- Work to be completed
A complete, exact copy of the records is needed here.

Referring expression data:

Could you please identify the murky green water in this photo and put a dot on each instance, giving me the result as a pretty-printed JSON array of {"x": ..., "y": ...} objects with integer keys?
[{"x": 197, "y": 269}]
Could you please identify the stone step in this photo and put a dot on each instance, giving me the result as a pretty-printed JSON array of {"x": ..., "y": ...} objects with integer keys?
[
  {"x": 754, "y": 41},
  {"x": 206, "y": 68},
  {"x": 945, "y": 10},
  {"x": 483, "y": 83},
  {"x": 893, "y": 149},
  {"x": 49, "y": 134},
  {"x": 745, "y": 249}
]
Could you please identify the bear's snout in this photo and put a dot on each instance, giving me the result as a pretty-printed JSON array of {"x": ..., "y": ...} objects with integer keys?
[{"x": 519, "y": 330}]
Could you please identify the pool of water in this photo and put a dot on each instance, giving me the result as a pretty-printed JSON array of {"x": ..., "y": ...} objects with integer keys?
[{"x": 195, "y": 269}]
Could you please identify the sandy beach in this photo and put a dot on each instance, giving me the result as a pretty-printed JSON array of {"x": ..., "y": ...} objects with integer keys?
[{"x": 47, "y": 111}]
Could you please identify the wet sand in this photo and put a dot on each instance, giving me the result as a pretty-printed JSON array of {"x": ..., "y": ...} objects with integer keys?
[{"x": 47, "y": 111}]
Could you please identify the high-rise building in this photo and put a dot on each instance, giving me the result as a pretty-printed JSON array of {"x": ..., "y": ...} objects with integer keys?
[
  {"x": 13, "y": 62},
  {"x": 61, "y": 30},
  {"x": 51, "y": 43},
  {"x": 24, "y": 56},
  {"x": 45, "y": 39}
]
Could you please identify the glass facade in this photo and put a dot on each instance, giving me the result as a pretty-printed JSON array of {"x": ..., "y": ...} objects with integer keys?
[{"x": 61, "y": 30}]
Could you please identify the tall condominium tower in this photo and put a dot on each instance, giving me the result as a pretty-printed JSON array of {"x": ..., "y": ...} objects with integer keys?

- Solution for this exercise
Could you please identify the murky green water in this photo and put a dot on each instance, giving me the result as a pretty-printed JSON array of {"x": ..., "y": ...} objects with integer keys?
[{"x": 197, "y": 269}]
Could you please identify the stone step in this photo and put a dot on each instance, giving me the result as a pretty-printed JSON array of {"x": ..., "y": ...} objects with integer keys?
[
  {"x": 754, "y": 41},
  {"x": 206, "y": 68},
  {"x": 945, "y": 10},
  {"x": 483, "y": 83},
  {"x": 893, "y": 149},
  {"x": 49, "y": 134},
  {"x": 745, "y": 249}
]
Could you please identify the bear's snout in this photo and put a dot on each instance, giving me the result as a pretty-printed JSON array of {"x": ..., "y": ...} objects with integer keys?
[{"x": 519, "y": 330}]
Could you please identify the pool of water in this photo and put a dot on each instance, giving me the result as a pretty-printed JSON array of {"x": ..., "y": ...} objects with integer keys?
[{"x": 195, "y": 269}]
Could you please identify the sandy beach in this photo and put a dot on each instance, giving me the result as a pretty-printed JSON array of {"x": ..., "y": ...} objects with integer keys?
[{"x": 47, "y": 111}]
Could you please identify the wet sand in this photo and put a dot on each instance, giving me the result as a pretty-printed JSON array of {"x": ..., "y": ...} objects with integer keys?
[{"x": 47, "y": 111}]
Could you please identify the high-rise building in this photo and put a dot on each instance, giving me the result as a pretty-printed JSON array of {"x": ..., "y": ...} objects with integer keys?
[
  {"x": 13, "y": 62},
  {"x": 61, "y": 30},
  {"x": 51, "y": 43},
  {"x": 24, "y": 56},
  {"x": 45, "y": 39}
]
Could you please identify the glass facade in this photo and put a dot on each instance, giving me the result as a pretty-printed JSON array of {"x": ..., "y": ...} objects with integer keys?
[{"x": 61, "y": 30}]
Could you please identify the tall condominium tower in this photo and put a dot on each instance, giving me the result as a pretty-printed JSON array of {"x": ..., "y": ...} objects with integer keys?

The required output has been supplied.